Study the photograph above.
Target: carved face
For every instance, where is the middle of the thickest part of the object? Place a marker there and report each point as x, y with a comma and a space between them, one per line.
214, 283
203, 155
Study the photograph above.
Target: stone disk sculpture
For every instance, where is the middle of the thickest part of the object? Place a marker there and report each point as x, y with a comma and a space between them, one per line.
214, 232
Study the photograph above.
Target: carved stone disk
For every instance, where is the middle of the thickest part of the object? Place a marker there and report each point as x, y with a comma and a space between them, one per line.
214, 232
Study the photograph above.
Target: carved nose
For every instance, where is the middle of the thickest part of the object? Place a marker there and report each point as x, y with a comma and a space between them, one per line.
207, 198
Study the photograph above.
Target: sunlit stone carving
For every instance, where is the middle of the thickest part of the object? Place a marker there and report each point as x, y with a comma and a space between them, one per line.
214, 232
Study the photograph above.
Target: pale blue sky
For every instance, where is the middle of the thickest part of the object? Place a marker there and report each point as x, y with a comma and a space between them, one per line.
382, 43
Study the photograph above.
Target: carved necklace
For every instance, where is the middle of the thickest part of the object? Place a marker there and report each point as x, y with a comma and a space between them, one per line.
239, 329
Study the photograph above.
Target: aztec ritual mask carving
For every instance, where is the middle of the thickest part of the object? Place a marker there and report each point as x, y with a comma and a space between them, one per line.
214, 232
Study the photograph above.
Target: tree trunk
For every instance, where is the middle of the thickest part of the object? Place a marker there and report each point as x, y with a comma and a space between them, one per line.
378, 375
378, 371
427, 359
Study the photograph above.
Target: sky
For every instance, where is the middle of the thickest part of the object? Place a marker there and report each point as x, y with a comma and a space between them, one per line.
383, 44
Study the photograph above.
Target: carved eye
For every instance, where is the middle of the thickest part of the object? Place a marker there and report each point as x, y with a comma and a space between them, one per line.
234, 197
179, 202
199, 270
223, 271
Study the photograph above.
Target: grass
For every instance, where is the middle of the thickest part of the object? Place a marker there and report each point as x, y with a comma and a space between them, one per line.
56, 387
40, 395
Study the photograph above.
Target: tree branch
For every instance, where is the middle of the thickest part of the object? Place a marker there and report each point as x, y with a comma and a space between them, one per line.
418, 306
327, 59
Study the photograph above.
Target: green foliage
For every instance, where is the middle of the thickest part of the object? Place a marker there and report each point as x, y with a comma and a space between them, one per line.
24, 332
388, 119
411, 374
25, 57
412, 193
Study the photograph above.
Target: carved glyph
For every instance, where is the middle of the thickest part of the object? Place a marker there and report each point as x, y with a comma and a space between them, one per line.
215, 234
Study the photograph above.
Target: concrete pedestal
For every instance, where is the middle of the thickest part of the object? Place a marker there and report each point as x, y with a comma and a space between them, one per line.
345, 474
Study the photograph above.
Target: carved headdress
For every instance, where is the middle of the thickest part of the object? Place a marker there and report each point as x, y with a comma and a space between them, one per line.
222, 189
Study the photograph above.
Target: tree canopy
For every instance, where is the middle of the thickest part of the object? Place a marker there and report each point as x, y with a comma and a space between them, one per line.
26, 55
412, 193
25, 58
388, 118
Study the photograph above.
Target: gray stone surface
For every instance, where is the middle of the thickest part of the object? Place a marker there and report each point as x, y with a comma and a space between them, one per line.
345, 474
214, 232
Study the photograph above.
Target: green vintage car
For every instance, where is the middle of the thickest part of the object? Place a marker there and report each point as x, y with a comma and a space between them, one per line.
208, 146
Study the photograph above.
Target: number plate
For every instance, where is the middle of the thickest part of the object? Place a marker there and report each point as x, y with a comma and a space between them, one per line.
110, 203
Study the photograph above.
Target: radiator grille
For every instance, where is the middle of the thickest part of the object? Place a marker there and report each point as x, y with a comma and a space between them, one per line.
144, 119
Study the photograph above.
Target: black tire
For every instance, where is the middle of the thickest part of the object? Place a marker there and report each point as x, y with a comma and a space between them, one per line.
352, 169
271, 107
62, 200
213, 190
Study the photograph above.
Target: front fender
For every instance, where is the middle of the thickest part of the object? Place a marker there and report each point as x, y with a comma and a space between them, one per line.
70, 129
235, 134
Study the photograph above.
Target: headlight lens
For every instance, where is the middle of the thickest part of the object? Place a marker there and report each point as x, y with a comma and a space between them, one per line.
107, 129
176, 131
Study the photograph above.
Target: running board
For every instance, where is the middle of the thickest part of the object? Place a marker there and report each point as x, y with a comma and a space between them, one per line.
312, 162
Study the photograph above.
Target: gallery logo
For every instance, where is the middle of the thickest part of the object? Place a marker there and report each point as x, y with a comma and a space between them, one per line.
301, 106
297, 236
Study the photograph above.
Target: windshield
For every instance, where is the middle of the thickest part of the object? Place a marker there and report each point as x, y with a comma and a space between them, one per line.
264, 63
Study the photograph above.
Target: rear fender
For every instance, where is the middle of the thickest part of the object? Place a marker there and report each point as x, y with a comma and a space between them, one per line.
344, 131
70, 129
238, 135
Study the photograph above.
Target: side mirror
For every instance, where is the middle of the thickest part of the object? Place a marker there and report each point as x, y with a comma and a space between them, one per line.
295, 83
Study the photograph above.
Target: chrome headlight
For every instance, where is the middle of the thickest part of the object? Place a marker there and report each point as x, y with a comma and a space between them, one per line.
● ● ● ●
Challenge – Print every record exactly as it was given.

Output below –
Study the photograph above.
Target: carved face
For every instance, where is the middle of the thickest part of the object? Place a marker there and report each point as x, y with a comma and a space between them, one per line.
214, 283
203, 155
Study the photograph above.
Target: stone disk sculpture
For every instance, where is the middle of the thickest part of the object? Place a marker there and report each point as x, y with a comma and a space between them, one per line.
214, 232
Study the photograph above.
Target: carved stone disk
For every instance, where is the middle of the thickest part of the object? Place a marker there and report each point as x, y with a comma and a space between them, one per line.
214, 232
Study the photograph above.
Target: carved nose
For every instance, where is the middle of the thickest part of the object? Place a marker there and report each point as x, y with a comma and a space between them, one per line.
207, 198
Study the photograph above.
Target: sunlit stone carving
For every instance, where is the middle of the thickest part of the object? Place a marker there and report each point as x, y with a comma and a space between them, one per line.
214, 232
Study the photograph above.
Target: pale blue sky
For every instance, where is the middle of the thickest part of the object? Place a marker there and report each point as x, y with a comma and a space between them, one per line.
382, 43
Study the photograph above.
Target: carved necklace
For every instance, where is the middle of the thickest part of the object? Place a marker there and report each point as x, y with a comma and a space between them, one per line.
239, 329
Study the photograph above.
Target: aztec ritual mask carving
For every instance, where is the middle of the thickest part of the object? Place a marker there and report each point as x, y with a comma and a space between them, one per line.
214, 232
Study the photograph above.
Target: tree trunk
For every instance, where is the middle of the thickest part of the object? Place a marker there and report each point as x, y with a comma and a space between them, one per line.
378, 375
378, 371
427, 359
Study the photograph above.
Target: sky
For every instance, where is the middle of the thickest part of the object? Place a marker there and report each point as x, y with a comma and a space between them, one per line.
383, 44
Study the photograph above.
Target: carved eye
For every instance, where is the middle of the thickest part of the object? Place a marker there and report each point as x, y with a comma and a space between them, one per line.
234, 197
179, 202
199, 270
223, 271
Study the photograph above.
Target: grass
For every instance, where is the middle of the thickest part of the object? Place a marker there and report each point as x, y with a comma and a space between them, one per line.
56, 387
40, 395
Study the photograph above.
Target: tree branch
For every instance, where is the middle of the thickest part of the object? Place a marker there and report each point as x, y with a comma and a space between them, one per line.
418, 306
327, 59
Study the photograph above.
Target: green foliage
For every instance, where is the middle of the thickest part of the object? Place a marker there and report each point as x, y with a comma and a space between them, one per line.
24, 332
388, 119
411, 374
25, 57
412, 193
Study the photograph above.
Target: carved glyph
For every instance, where is the middle of the thickest part of the object? Place a marker there and report each point as x, y with a comma and a space between them, one per line.
215, 234
Study the photograph above.
Target: concrete pedestal
For every instance, where is the middle of the thickest part of the object? Place a marker there and report each point as x, y with a comma and a space between them, one per line.
345, 474
Study the photograph above.
Target: carved headdress
For every instance, where is the middle of the thickest part of the object? Place a marker there and report each point as x, y with a comma and a space between them, one per line.
222, 189
Study the photograph above.
Target: tree canopy
For every instance, where is the middle of the thickest part of the object? Place a marker there and report each point as x, y with a comma and a space between them, one per line.
26, 55
412, 193
25, 58
388, 118
Study the photograph above.
Target: gray stone surface
For every instance, where is the middle of the thickest part of the object? Place a marker there and report each point as x, y with a comma and a space between them, one per line.
345, 474
214, 232
Study the photograph above.
Target: green vintage car
For every instance, where is the middle of the thickest part of the object? Place a marker there and report each point as x, y with a comma and a space between them, one per line.
208, 146
Study the photograph above.
Target: number plate
For every instance, where is the middle of the thickest part of the object? Place a marker there and report each point as x, y with a comma and a space between them, one per line.
110, 203
Study the photograph above.
Target: radiator grille
For every instance, where is the middle of the thickest part of the object? Place a marker there and report each point as x, y with a comma and a space between them, one per line.
144, 119
Study the photograph above.
Target: black tire
For every instance, where is the middle of the thickest part of the object? Place a marker there and report each point as x, y with a comma and a space between them, one per line.
352, 169
271, 107
62, 200
213, 190
Study the photograph above.
Target: front fender
For every instance, where is the middle of the thickest part of the object? Place a marker there and report each point as x, y with a comma and a space between them, one per line.
70, 129
235, 134
Study the photograph above.
Target: headlight lens
For every instance, where is the middle of the thickest part of the object? Place a marker there and report each point as x, y with a comma and a space between them, one per line.
107, 129
176, 131
Study the photograph above.
Target: running board
For every instance, where is the middle of the thickest part of the object? Place a marker there and report each point as x, y with a comma and a space between them, one per line.
312, 162
Study the photograph above.
Target: gallery logo
For every instance, where is the middle of the thickest part of the object? Place a marker there and report each point as x, y with a comma and a space between them, one per line.
301, 106
297, 236
Study the photograph above.
Target: windshield
For every instance, where is the middle of the thickest part of the object? Place a marker there and report each point as x, y with a comma and a space between them, one per line.
264, 63
Study the photograph above.
Target: rear fender
For every instance, where is the middle of the thickest part of the object? Place a marker there and report each point as x, y with a comma and a space between them, one per line.
344, 131
70, 129
238, 135
Study the photograph above.
Target: side mirror
For every instance, where is the middle of the thickest part of the object? Place a marker there and report each point as x, y with a comma and a space between them, one per line.
295, 83
Study the photograph above.
Target: chrome headlight
For every instance, where is the middle of the thickest part of the object? Place a marker there and report each point as x, y with a comma and a space between them, one per line.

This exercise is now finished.